Data records section start

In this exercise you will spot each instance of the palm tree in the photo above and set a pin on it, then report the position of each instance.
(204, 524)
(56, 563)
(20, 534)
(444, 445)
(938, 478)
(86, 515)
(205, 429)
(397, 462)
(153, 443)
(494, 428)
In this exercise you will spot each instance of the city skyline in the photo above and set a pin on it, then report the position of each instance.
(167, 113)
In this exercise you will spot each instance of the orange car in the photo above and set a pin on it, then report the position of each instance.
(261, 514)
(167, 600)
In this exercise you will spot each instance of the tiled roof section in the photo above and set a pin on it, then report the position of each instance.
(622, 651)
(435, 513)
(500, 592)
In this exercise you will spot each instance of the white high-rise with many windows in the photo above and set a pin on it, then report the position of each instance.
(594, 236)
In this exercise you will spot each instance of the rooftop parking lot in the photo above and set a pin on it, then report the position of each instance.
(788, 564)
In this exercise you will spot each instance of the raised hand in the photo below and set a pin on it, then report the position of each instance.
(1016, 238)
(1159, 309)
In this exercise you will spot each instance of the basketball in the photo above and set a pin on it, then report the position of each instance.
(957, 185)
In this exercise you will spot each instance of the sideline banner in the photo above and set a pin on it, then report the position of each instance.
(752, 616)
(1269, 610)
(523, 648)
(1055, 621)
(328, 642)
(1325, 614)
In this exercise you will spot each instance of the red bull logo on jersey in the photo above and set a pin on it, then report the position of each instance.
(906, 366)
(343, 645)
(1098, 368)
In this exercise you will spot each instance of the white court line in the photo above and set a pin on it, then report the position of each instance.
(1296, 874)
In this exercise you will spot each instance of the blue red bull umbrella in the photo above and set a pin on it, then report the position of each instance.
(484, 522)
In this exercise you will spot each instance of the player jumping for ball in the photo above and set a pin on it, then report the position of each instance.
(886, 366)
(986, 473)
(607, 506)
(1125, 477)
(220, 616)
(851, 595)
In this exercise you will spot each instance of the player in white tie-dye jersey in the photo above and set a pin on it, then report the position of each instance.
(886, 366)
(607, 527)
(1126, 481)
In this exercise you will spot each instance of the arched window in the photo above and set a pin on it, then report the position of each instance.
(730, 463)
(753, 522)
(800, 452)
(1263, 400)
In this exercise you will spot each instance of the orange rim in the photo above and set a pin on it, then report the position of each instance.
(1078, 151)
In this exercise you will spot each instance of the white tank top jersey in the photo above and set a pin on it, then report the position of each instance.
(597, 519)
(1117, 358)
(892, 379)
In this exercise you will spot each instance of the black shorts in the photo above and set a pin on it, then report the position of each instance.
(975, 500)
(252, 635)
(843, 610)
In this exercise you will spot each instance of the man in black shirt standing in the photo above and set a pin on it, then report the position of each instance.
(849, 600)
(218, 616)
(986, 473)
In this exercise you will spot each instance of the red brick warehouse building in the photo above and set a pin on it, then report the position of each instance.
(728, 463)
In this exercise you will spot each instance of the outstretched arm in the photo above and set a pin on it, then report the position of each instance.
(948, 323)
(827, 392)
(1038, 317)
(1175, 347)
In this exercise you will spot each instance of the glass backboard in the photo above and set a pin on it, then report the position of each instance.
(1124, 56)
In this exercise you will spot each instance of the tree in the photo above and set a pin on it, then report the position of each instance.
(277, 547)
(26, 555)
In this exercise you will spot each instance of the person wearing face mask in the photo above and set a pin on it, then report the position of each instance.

Data records section end

**What you should do**
Your reply must repeat the records above exactly and in full.

**Task answer**
In this exercise you will spot each instance of the palm tree in the photo above and set a pin on it, then report the position of each instance.
(204, 524)
(56, 563)
(20, 534)
(444, 445)
(938, 478)
(86, 515)
(205, 429)
(397, 462)
(153, 443)
(494, 428)
In this exercise you will spot each instance of the city skyline in the photo above and set a pin on it, then report the position of each instance.
(167, 113)
In this exercise you will spot each instance of the orange car in the photo above and set a pin on it, then report the position of each instance.
(261, 514)
(167, 600)
In this exercise you will spot each instance of the tiled roof section in the photo above and set a pin on it, then report the position of each instance.
(622, 651)
(435, 513)
(500, 592)
In this exercise you will spot each instance of the white high-rise with many windows in the photo above and set a pin on it, then report the position of each instance.
(594, 236)
In this exercise you will spot each instance of the rooftop parking lot in the photo above and set a pin on it, then report the position of each instance.
(788, 564)
In this exercise you will spot each instance of the raised hand in the photo below and set a pin on it, then report the position of each instance.
(1016, 238)
(1159, 309)
In this exercise you will spot each instance of the basketball in the photo above and set a pin on it, then report the position of each instance.
(957, 185)
In this exercise you will spot each instance of the sideline banner in the photo above and set a pin on it, then report the position of each instance.
(752, 616)
(1269, 610)
(523, 648)
(1055, 621)
(328, 642)
(1325, 614)
In this exercise you will spot each instance of the red bull logo on jersey in the photo above and set a pin on it, then report the position of each instance.
(906, 366)
(343, 645)
(1098, 368)
In this exercise you will spot each instance of the white court line in the photo above and set a pin on it, then report the position of each instance.
(1296, 874)
In this exercise you will spot each instance of the blue red bull umbrella in the photo above and set a pin on it, then report the position of each instance.
(484, 522)
In this exercise you will spot each instance of the player jumping for ball in the photo above and set a pin on it, then report the position of each instance.
(886, 366)
(986, 473)
(607, 506)
(1125, 477)
(220, 616)
(851, 595)
In this exercise you will spot each instance of the player in white tie-dye jersey in the photo above and set a pin on it, then report the position of each instance.
(886, 366)
(607, 527)
(1126, 481)
In this exercise you will spot each instance of the arched window in the photo above and set a pin on it, then report the position of each instance.
(730, 463)
(753, 522)
(800, 452)
(1263, 400)
In this exercise you will spot each instance of the orange rim in the photo above and set a pin on it, then report the position of each instance.
(1078, 151)
In this exercise you will spot each instance of the white tank top jersey in the photo above and set a pin on it, then report the position of each instance.
(597, 519)
(1117, 358)
(892, 379)
In this exercise you will spot each instance of the black shorts in the photo above and set a pin on it, then report the position of each instance.
(975, 500)
(252, 635)
(843, 610)
In this exercise you will spot each instance of the man in black shirt standing in the photo above and set a pin on it, then report the position of each instance.
(849, 600)
(218, 616)
(986, 473)
In this exercise you will spot each instance of the red brick warehouse building in the photo above and set a pin on it, then report the position of each instance.
(728, 463)
In this exercise you will spot each instance of the outstretched arm in the photo above and set a pin on it, then report the position of each instance.
(948, 323)
(827, 392)
(1038, 317)
(1175, 347)
In this exercise you will spot each instance of the glass backboard in the photo above and set a pin on it, then report the position of each instance.
(1124, 56)
In this exercise you will spot each instance of the tree in the photo above and set a pin on it, then report the position of each instance.
(277, 547)
(26, 555)
In this exercise you will spot each instance of the person wearing face mask in the photo above and set a pin on it, then report the position of each instance.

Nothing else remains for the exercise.